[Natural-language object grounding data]
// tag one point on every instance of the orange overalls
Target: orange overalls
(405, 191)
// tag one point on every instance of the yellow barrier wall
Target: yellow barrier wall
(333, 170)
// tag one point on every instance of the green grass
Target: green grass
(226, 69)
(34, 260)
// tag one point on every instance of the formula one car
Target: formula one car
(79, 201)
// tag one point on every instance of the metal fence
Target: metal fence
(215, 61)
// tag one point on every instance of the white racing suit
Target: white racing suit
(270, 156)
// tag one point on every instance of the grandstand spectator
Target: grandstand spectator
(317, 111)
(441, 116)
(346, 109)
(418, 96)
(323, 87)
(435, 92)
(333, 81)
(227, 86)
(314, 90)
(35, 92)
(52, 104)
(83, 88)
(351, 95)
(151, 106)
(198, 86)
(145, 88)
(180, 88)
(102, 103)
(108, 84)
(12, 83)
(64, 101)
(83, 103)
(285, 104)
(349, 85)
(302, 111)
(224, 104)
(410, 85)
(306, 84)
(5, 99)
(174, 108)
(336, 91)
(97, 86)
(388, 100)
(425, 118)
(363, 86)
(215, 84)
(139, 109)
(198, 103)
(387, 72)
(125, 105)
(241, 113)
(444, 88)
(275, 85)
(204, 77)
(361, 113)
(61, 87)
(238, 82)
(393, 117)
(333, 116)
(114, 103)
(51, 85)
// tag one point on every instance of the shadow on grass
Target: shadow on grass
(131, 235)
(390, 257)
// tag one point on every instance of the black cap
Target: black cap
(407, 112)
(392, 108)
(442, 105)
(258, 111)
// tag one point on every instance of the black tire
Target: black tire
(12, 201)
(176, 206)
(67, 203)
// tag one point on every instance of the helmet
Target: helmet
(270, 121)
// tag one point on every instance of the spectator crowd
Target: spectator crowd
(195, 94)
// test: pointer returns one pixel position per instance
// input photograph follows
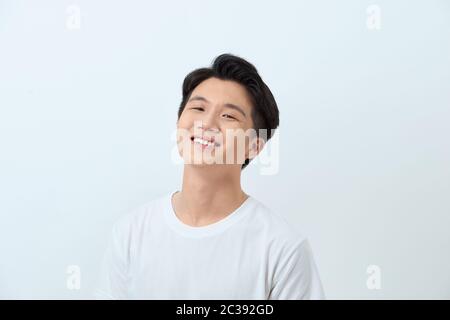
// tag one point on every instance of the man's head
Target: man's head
(226, 104)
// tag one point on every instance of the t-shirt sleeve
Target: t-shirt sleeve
(113, 278)
(297, 277)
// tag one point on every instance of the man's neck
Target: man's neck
(208, 195)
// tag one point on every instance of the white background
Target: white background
(86, 117)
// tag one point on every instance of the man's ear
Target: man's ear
(256, 146)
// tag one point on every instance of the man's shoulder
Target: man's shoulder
(276, 225)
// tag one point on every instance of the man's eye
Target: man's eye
(229, 117)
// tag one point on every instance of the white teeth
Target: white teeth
(204, 142)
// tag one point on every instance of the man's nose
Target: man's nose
(208, 122)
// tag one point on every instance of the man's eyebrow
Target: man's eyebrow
(228, 105)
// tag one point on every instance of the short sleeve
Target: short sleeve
(297, 277)
(113, 277)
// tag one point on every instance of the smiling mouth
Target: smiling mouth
(204, 142)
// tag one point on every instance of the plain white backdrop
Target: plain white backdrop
(89, 93)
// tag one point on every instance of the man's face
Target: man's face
(215, 126)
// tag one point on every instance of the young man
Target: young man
(211, 240)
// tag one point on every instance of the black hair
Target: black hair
(265, 114)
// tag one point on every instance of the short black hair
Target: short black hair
(265, 114)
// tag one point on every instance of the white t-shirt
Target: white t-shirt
(252, 253)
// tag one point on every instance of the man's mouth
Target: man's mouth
(205, 141)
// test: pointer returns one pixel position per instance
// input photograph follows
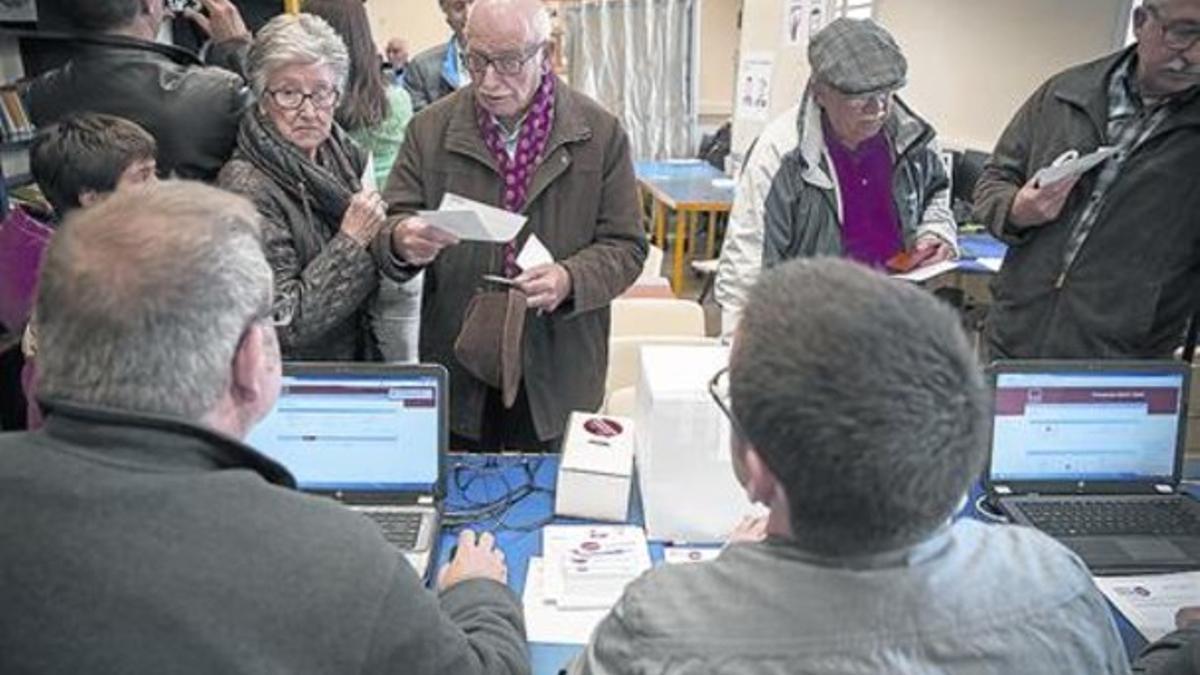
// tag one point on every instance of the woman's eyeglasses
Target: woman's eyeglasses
(294, 99)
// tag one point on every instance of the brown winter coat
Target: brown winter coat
(582, 205)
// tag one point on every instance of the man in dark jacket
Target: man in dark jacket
(523, 141)
(139, 535)
(441, 71)
(192, 111)
(1105, 264)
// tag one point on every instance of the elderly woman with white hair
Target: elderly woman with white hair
(325, 236)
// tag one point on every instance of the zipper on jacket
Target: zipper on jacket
(304, 199)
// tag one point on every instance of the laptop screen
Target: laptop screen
(1090, 426)
(355, 432)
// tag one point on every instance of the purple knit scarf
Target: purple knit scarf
(531, 151)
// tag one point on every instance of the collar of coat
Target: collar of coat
(1086, 88)
(463, 136)
(153, 442)
(904, 127)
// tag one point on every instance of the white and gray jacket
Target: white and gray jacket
(787, 201)
(972, 599)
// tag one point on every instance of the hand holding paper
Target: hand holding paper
(418, 242)
(1072, 165)
(474, 221)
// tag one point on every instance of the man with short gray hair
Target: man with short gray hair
(859, 424)
(139, 535)
(1103, 264)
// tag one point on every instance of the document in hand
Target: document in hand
(1071, 163)
(1150, 602)
(474, 221)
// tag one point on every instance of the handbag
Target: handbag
(489, 344)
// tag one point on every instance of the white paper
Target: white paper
(474, 221)
(928, 272)
(795, 22)
(991, 263)
(1150, 602)
(754, 87)
(1071, 163)
(545, 622)
(588, 566)
(534, 254)
(687, 555)
(816, 17)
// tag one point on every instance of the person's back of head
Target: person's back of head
(365, 102)
(863, 398)
(87, 155)
(148, 300)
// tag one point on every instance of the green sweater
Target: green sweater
(384, 141)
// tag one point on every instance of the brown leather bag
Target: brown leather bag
(489, 344)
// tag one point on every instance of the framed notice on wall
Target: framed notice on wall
(754, 87)
(18, 11)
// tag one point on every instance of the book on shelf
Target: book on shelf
(16, 125)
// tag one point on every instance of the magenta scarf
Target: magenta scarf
(531, 151)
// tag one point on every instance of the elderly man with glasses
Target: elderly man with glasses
(1105, 264)
(851, 172)
(522, 326)
(863, 465)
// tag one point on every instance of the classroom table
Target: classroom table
(688, 187)
(480, 478)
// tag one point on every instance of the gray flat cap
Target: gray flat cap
(857, 57)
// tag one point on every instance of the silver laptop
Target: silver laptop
(1092, 454)
(370, 435)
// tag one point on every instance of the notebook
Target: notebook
(1092, 454)
(370, 435)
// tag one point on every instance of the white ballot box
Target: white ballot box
(595, 472)
(684, 466)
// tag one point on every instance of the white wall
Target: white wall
(972, 63)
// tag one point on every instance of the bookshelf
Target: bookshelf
(13, 147)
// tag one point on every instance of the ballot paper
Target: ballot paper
(928, 272)
(1071, 163)
(534, 254)
(588, 566)
(1150, 602)
(545, 622)
(993, 264)
(474, 221)
(684, 555)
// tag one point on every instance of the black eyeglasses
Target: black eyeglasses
(719, 389)
(504, 64)
(1177, 36)
(293, 99)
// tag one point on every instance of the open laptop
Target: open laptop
(1092, 454)
(370, 435)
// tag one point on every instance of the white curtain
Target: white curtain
(637, 58)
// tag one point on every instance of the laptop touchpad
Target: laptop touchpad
(1152, 549)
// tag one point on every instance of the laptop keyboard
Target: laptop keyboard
(400, 527)
(1079, 518)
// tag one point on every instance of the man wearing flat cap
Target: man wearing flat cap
(851, 171)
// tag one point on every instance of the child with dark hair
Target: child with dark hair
(77, 162)
(84, 156)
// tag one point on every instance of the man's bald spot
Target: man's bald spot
(510, 23)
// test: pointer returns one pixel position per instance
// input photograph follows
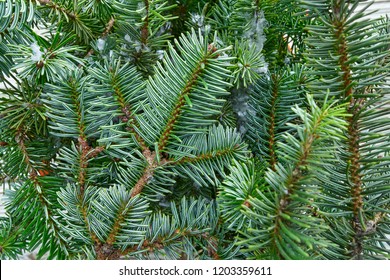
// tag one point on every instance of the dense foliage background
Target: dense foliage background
(188, 129)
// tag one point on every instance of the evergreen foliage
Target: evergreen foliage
(226, 129)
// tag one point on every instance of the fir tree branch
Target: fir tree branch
(128, 115)
(52, 5)
(272, 127)
(353, 127)
(191, 81)
(145, 26)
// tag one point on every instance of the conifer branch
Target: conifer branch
(52, 5)
(272, 127)
(191, 81)
(353, 128)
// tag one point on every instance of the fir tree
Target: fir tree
(158, 129)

Exercise prompt | Exactly as written, give every entry again, but not the pictures.

Task solution |
// tag one point on every instance of the orange overalls
Target: orange overalls
(405, 191)
// tag one point on every instance of the yellow barrier wall
Target: yellow barrier wall
(333, 170)
// tag one point on every instance of the green grass
Target: green grass
(226, 69)
(34, 260)
// tag one point on every instance of the formula one car
Target: formula one car
(79, 201)
// tag one point on every instance of the metal fence
Target: metal fence
(215, 61)
// tag one point on every instance of the white racing suit
Target: white racing suit
(270, 156)
// tag one point on every instance of the grandstand spectator
Target: grandstand spectator
(317, 111)
(441, 116)
(346, 109)
(418, 96)
(323, 87)
(435, 92)
(333, 81)
(227, 86)
(314, 90)
(35, 92)
(52, 104)
(83, 88)
(351, 95)
(151, 106)
(198, 86)
(145, 88)
(180, 88)
(102, 103)
(108, 84)
(12, 83)
(64, 101)
(83, 103)
(285, 104)
(349, 85)
(302, 111)
(224, 104)
(410, 85)
(306, 84)
(5, 99)
(174, 108)
(336, 91)
(97, 86)
(388, 100)
(425, 118)
(363, 86)
(215, 84)
(139, 109)
(198, 103)
(387, 72)
(125, 105)
(241, 113)
(444, 88)
(275, 85)
(204, 77)
(361, 113)
(61, 87)
(238, 82)
(393, 117)
(333, 116)
(114, 103)
(51, 85)
// tag one point on every instance of the shadow on grass
Target: shadow on grass
(131, 235)
(390, 257)
// tag one point on every instance of the black cap
Target: black cap
(407, 112)
(392, 108)
(442, 105)
(258, 111)
// tag one point on every instance of the black tire
Target: black tire
(12, 201)
(176, 206)
(67, 203)
// tag one point on every instance of the helmet
Target: helmet
(270, 121)
// tag one point on every instance of the spectator crowd
Target: spectator crowd
(195, 94)
// test: pointer returns one pixel position per instance
// input photograph follows
// tag one point on every instance of the man's head
Target: man's head
(226, 104)
// tag one point on every instance of the t-shirt sleeve
Target: t-shirt sleeve
(113, 278)
(297, 277)
// tag one point on every instance of the man's neck
Target: man's neck
(208, 195)
// tag one point on every instance of the white background
Target: white background
(86, 117)
// tag one point on every instance of the man's ear
Target: man's ear
(256, 146)
// tag one point on every instance of the man's shoulder
Target: man's shoulder
(276, 225)
// tag one point on every instance of the man's eye
Target: man's eye
(229, 117)
// tag one point on every instance of the white teeth
Target: white teeth
(204, 142)
// tag one point on every instance of the man's nose
Target: man's nose
(208, 122)
// tag one point on every instance of the man's eyebrow
Target: man's eyebrow
(228, 105)
// tag one point on every instance of the short sleeve
Target: short sleeve
(297, 277)
(113, 277)
// tag one point on every instance of the smiling mouth
Target: smiling mouth
(204, 142)
// tag one point on every instance of the plain white backdrop
Target: plain white backdrop
(89, 93)
// tag one point on every instance of the man's face
Target: man's face
(215, 126)
// tag one point on every instance of the young man
Target: young man
(211, 240)
// tag one point on every instance of the black hair
Target: black hair
(265, 114)
// tag one point on every instance of the short black hair
Target: short black hair
(265, 114)
// tag one point on every instance of the white t-shirt
Target: white t-shirt
(252, 253)
// tag one point on every instance of the man's mouth
Target: man's mouth
(205, 141)
// test: pointer returns one pixel position per instance
// input photograph follows
// tag one point on every instance of the woman's eyeglasses
Target: woman's eyeglasses
(294, 99)
// tag one point on every instance of the brown winter coat
Target: brown winter coat
(582, 205)
// tag one point on every instance of the man in dark jacket
Target: man in dark jacket
(523, 141)
(139, 535)
(441, 71)
(192, 111)
(1105, 264)
// tag one point on every instance of the elderly woman with white hair
Target: elderly woman with white hair
(325, 236)
// tag one point on every instance of the zipper on jacket
Target: zipper on jacket
(304, 199)
// tag one point on every instance of the laptop screen
Target: laptop screen
(1090, 426)
(355, 432)
// tag one point on every instance of the purple knit scarf
Target: purple knit scarf
(531, 151)
// tag one point on every instance of the collar of coat
Target: collar of coat
(1086, 88)
(463, 136)
(153, 442)
(904, 127)
// tag one point on every instance of the white and gray jacket
Target: white and gray jacket
(787, 201)
(972, 599)
// tag one point on every instance of the hand holding paper
Target: hand holding paper
(418, 242)
(1072, 165)
(474, 221)
// tag one point on every instance of the man with short gray hair
Target: man with short gray hair
(859, 424)
(139, 535)
(1103, 264)
// tag one point on every instance of the document in hand
Target: document in hand
(1071, 163)
(1150, 602)
(474, 221)
// tag one point on every instance of the handbag
Target: handbag
(489, 344)
// tag one point on every instance of the white paper
Target: white paper
(474, 221)
(928, 272)
(795, 22)
(991, 263)
(1150, 602)
(754, 87)
(1071, 163)
(545, 622)
(588, 566)
(534, 254)
(687, 555)
(816, 17)
// tag one point on every instance of the person's back of head
Target: person's back of head
(365, 102)
(863, 398)
(87, 155)
(148, 300)
// tag one point on every instance of the green sweater
Target: green sweater
(384, 141)
// tag one point on every instance of the brown leather bag
Target: brown leather bag
(489, 344)
// tag one point on every instance of the framed notice on wall
Target: framed notice on wall
(754, 87)
(18, 11)
// tag one point on every instance of the book on shelf
Target: book on shelf
(16, 125)
// tag one point on every instance of the magenta scarf
Target: magenta scarf
(531, 151)
// tag one point on every instance of the elderly man with glasses
Target: elderly man with glasses
(1105, 264)
(851, 172)
(522, 326)
(863, 465)
// tag one point on every instance of the classroom table
Target: classroom table
(688, 187)
(480, 478)
// tag one point on every instance of the gray flat cap
Target: gray flat cap
(857, 57)
// tag one point on every instance of the silver laptop
Target: silver laptop
(1092, 454)
(370, 435)
// tag one point on every instance of the notebook
Target: notebook
(1092, 454)
(370, 435)
// tag one point on every instance of the white ballot box
Target: white ballot box
(595, 472)
(684, 466)
// tag one point on every instance of the white wall
Target: white wall
(972, 63)
// tag one point on every instance of the bookshelf
Target: bookshelf
(13, 147)
// tag one point on every instance of the ballot paper
Target: ballot paper
(928, 272)
(1071, 163)
(534, 254)
(588, 566)
(1150, 602)
(545, 622)
(993, 264)
(474, 221)
(684, 555)
// tag one point on every instance of the black eyeglasses
Target: black eyeglasses
(719, 389)
(504, 64)
(1177, 36)
(293, 99)
// tag one point on every instance of the open laptop
Target: open laptop
(1092, 454)
(370, 435)
// tag one point on every instance of the white curtain
Target: white curtain
(637, 58)
// tag one point on every instance of the laptop touchpad
Target: laptop touchpad
(1152, 549)
// tag one point on every instance of the laptop keyboard
Target: laptop keyboard
(400, 527)
(1079, 518)
// tag one point on every instance of the man wearing flat cap
Target: man wearing flat cap
(851, 171)
// tag one point on every instance of the child with dark hair
Target: child with dark hair
(77, 162)
(84, 156)
// tag one point on every instance of the man's bald spot
Target: man's bald spot
(510, 23)
// test: pointer returns one pixel position per instance
// input photograph follows
// tag one point on every instance of the dense foliage background
Target: dense foliage background
(188, 129)
// tag one point on every instance of the evergreen foliage
Target: evergreen foliage
(226, 129)
// tag one point on every instance of the fir tree branch
Target: fir tree branch
(128, 115)
(52, 5)
(272, 127)
(353, 127)
(191, 81)
(145, 26)
// tag one point on every instance of the conifer branch
Target: conifer branch
(52, 5)
(272, 127)
(191, 81)
(353, 128)
// tag one point on every instance of the fir tree
Target: fir tree
(158, 129)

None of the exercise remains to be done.